● **What you should do**:
In the entries below, find the line with "Where can you find the paved" and print exactly every line from there up to and including the line with "Where can you find the white coat", with no other lines.

● **Extracted records**:
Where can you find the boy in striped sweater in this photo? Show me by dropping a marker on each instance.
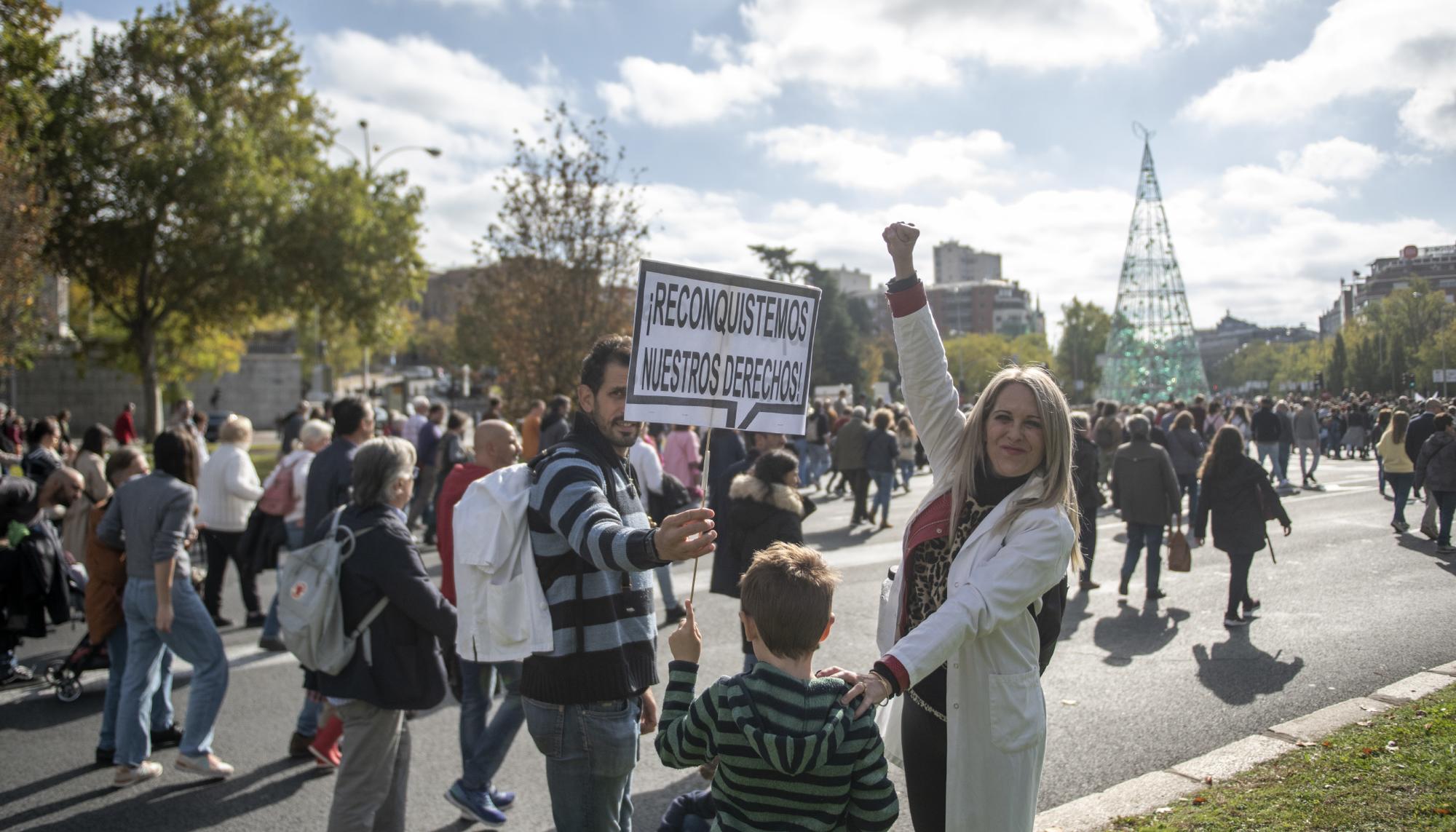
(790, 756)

...

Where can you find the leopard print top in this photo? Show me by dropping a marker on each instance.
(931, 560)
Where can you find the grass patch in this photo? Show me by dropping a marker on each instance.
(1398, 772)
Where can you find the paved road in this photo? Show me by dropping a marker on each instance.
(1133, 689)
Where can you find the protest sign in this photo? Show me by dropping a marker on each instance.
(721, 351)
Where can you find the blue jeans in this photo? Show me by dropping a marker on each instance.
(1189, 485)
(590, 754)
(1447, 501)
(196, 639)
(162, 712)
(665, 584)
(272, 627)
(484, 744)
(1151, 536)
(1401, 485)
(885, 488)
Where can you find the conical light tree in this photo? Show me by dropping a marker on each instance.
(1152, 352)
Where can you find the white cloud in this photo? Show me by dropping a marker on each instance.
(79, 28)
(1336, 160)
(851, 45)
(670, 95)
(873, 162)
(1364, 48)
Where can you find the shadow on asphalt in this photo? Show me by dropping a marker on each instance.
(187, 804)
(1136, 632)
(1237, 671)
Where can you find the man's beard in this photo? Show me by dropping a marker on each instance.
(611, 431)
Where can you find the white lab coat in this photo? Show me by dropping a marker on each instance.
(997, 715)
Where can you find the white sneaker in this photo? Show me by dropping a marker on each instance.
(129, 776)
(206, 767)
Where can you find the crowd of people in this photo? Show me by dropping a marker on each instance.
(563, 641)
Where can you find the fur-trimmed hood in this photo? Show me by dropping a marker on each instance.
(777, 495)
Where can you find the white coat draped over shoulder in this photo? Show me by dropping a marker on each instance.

...

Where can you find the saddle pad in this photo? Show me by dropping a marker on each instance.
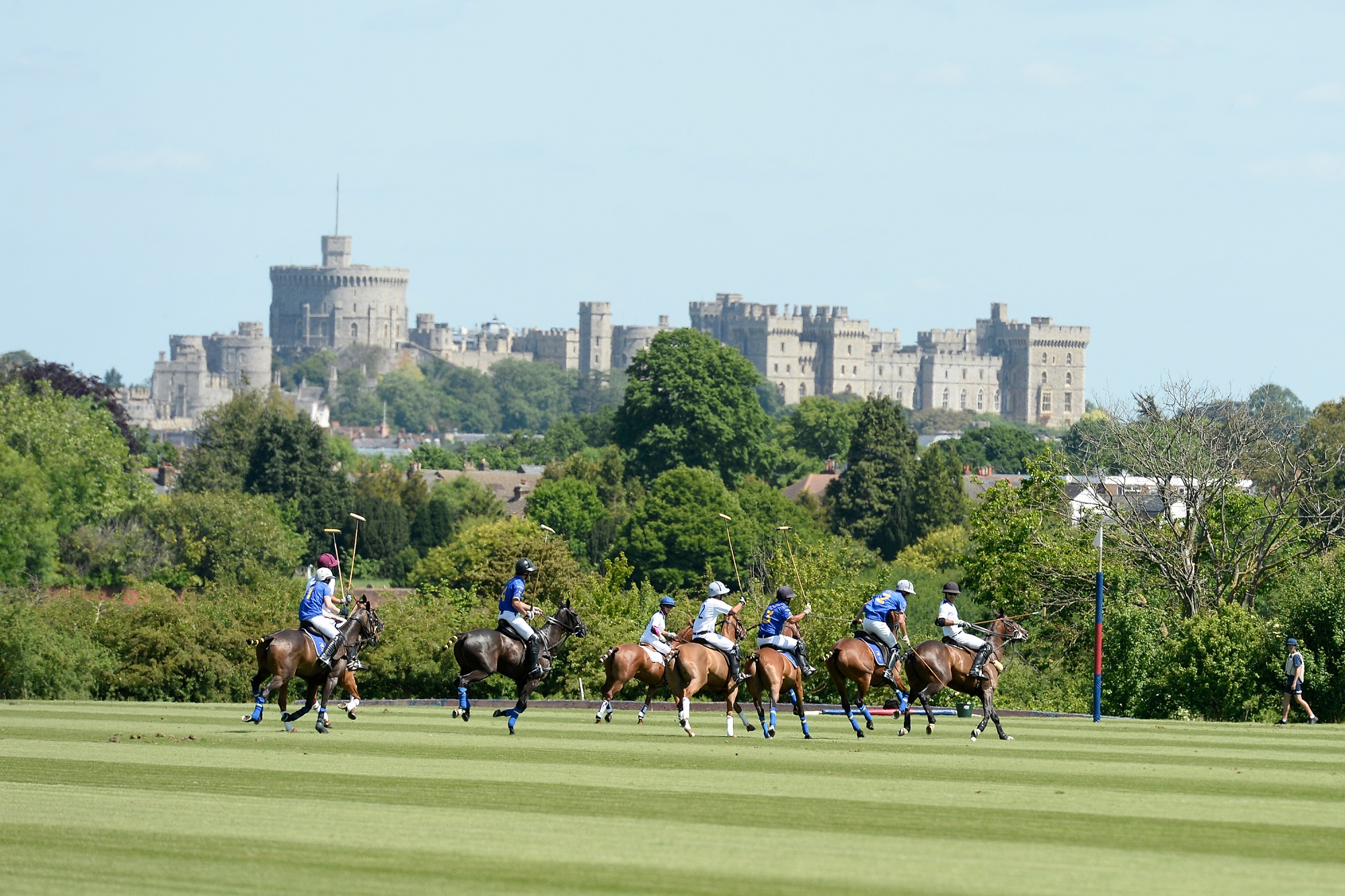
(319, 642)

● **Exercise answer**:
Where can you find the paved road in this photo? Show me by dropping a marker on each instance.
(1133, 689)
Where can you find the protest sign in this photo? Show me by dropping a marker on each instance.
(721, 351)
Where can you find the blue jeans in this photo? Show me by dropping a marker on each instance.
(1189, 485)
(590, 754)
(1447, 501)
(196, 639)
(162, 712)
(665, 584)
(272, 627)
(484, 744)
(1151, 536)
(1401, 485)
(885, 488)
Where can you find the conical light tree in this photo? Show me by dropping a marker on each instance.
(1152, 352)
Where can you find the white cloud in this photo? Show me by dropping a marker on each instance.
(79, 28)
(1336, 160)
(851, 45)
(670, 95)
(873, 162)
(1364, 48)
Where can you find the shadow on asphalt in this photo? Show me by dropping a marker on each instance.
(187, 804)
(1136, 632)
(1237, 671)
Where can you find the man's beard in this photo? Show me by dropping a marker on each instance.
(611, 431)
Where can you find the white lab coat in this photo? Show me by dropping a marker on each instance.
(997, 715)
Where can you find the white sneaker in this photo? Show me by dropping a marker on each instance.
(129, 776)
(206, 767)
Where can you find the crowd of people in this photo? Show me by dropping a marker on each instance.
(563, 641)
Where can you find the fur-trimmed hood in this photo? Show me by dropping a marker on each instance.
(777, 495)
Where can you find the white coat draped over shoulder in this photo? Show me by dropping a marker on each instance.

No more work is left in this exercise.